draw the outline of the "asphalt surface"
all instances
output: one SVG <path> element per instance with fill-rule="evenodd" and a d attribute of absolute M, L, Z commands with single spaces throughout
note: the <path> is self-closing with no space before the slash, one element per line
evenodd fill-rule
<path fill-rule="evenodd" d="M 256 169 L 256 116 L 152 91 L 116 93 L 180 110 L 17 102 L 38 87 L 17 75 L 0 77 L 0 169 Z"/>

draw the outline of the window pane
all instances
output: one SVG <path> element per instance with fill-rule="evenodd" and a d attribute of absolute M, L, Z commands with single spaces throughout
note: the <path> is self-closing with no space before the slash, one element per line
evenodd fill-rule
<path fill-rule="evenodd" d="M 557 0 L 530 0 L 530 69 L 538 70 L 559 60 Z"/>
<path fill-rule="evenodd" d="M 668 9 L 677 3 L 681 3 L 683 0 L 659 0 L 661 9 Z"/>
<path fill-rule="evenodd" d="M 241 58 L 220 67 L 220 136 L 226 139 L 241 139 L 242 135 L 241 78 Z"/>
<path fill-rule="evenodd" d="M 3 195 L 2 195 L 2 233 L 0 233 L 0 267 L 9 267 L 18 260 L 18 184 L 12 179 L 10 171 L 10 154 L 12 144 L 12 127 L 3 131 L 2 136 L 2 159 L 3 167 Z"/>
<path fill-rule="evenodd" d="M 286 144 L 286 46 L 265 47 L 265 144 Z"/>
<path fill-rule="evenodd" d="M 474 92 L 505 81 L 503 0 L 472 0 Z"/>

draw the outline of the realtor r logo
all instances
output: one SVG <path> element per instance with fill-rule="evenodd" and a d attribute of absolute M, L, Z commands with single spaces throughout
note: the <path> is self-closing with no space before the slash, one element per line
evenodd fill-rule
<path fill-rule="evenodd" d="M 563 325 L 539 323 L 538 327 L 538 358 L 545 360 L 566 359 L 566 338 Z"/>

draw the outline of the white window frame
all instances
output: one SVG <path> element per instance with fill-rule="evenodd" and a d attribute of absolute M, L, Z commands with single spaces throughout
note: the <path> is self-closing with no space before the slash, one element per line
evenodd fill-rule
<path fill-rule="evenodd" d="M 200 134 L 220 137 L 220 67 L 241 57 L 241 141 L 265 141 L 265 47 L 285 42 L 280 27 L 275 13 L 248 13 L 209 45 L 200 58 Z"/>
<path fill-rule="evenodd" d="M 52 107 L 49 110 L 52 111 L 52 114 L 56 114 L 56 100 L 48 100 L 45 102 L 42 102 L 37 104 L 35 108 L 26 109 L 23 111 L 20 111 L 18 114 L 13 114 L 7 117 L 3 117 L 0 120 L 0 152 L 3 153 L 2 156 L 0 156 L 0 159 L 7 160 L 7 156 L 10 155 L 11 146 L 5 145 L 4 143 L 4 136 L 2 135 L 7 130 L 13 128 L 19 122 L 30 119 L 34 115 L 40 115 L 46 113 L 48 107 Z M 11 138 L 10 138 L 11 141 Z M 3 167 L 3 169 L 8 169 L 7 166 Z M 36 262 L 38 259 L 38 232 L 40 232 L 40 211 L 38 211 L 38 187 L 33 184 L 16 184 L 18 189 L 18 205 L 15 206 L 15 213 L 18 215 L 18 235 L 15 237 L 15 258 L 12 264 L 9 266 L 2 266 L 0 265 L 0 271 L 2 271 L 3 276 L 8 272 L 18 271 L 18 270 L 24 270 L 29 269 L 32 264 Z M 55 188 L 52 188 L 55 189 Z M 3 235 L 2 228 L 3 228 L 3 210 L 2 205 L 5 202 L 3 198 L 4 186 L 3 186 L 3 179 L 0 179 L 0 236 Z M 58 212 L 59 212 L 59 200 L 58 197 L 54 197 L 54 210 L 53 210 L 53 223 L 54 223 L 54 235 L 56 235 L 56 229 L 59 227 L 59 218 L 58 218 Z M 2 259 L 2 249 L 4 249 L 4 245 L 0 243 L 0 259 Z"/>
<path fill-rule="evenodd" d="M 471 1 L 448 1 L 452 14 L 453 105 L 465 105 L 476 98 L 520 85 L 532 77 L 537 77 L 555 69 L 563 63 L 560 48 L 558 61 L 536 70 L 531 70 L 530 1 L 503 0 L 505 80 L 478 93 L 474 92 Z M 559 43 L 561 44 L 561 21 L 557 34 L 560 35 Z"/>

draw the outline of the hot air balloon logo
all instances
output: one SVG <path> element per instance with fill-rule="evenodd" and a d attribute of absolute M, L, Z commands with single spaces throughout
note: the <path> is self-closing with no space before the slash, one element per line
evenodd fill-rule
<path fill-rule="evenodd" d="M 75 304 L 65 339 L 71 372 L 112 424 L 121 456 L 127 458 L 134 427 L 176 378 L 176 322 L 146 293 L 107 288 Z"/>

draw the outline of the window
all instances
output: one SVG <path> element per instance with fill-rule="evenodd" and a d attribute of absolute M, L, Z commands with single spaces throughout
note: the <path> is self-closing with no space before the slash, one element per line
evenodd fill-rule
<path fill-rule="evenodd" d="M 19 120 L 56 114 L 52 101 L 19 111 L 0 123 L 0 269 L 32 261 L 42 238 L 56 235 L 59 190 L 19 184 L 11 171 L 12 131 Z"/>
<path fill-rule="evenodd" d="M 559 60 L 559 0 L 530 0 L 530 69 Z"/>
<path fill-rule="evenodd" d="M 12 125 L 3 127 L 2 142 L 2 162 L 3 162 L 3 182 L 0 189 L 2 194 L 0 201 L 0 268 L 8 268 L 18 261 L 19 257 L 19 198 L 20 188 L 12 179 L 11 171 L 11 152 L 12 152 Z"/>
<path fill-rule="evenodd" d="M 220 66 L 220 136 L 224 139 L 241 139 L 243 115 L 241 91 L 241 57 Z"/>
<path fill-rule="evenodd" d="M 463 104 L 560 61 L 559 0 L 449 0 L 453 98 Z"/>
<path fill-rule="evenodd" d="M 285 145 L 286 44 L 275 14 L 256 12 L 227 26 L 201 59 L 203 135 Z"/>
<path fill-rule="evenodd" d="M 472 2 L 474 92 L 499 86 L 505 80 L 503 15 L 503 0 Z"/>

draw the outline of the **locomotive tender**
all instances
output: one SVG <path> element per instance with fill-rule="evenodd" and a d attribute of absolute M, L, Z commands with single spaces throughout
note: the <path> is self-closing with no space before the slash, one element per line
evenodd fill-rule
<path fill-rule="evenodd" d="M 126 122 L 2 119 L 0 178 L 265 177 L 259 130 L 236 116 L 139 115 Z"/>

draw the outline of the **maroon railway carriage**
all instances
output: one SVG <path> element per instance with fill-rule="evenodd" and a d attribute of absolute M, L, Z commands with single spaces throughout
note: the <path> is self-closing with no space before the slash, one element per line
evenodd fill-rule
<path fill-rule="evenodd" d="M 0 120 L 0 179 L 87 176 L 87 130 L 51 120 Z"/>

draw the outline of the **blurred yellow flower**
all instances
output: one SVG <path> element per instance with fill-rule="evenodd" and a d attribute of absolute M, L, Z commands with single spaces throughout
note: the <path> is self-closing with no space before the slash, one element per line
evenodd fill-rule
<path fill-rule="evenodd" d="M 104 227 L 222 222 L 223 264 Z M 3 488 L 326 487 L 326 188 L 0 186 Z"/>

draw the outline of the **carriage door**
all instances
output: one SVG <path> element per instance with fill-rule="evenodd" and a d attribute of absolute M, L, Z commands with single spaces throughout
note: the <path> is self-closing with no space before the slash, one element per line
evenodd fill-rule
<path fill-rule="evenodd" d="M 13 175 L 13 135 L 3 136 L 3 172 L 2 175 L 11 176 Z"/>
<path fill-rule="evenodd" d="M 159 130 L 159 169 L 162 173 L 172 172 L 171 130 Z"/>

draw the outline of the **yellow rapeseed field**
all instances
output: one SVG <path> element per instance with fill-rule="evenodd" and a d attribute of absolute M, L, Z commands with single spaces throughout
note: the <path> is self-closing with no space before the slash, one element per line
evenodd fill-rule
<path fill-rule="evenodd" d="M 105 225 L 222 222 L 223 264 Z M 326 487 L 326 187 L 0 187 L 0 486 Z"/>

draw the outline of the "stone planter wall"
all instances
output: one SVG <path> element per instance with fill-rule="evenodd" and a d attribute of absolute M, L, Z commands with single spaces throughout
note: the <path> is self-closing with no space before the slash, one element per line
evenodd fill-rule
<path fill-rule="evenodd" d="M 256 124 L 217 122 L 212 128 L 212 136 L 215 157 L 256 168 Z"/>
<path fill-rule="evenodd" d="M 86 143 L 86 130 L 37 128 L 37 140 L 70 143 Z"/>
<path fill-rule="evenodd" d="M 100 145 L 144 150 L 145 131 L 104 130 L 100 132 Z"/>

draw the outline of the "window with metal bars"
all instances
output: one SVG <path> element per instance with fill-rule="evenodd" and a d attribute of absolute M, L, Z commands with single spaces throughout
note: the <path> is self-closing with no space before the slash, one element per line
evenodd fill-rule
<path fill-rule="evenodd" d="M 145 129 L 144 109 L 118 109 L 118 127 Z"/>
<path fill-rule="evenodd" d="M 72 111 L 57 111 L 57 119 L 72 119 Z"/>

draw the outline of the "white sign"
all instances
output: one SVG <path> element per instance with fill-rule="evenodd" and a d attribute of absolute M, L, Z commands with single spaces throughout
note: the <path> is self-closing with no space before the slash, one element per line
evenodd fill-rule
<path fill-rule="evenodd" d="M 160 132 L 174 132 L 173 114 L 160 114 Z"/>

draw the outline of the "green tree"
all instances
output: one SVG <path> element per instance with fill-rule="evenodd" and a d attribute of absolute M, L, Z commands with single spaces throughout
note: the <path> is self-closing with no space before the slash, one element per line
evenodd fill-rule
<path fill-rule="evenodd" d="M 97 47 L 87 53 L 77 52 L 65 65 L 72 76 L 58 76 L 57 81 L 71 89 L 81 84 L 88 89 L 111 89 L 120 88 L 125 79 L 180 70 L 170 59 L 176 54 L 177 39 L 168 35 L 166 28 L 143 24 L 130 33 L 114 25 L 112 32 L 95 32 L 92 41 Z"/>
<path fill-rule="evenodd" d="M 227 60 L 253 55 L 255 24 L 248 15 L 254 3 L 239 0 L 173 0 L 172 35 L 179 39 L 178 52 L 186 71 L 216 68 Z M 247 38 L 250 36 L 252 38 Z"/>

________________________

### TASK TO CARRY OUT
Can you express the part of the entries that opens with the line containing "draw the outline of the **locomotive tender**" and closes with the line containing "126 122 L 2" as a JSON list of strings, one string per line, leaving out blank lines?

### CORRECT OUTPUT
[
  "draw the outline of the **locomotive tender**",
  "all instances",
  "output: one SVG <path> element per instance with fill-rule=\"evenodd\" and a d attribute of absolute M, L, Z commands with single spaces throughout",
  "note: the <path> is self-closing with no space before the slash, one element per line",
  "evenodd fill-rule",
  "<path fill-rule=\"evenodd\" d=\"M 126 122 L 2 119 L 0 178 L 265 177 L 259 130 L 236 116 L 139 115 Z\"/>"
]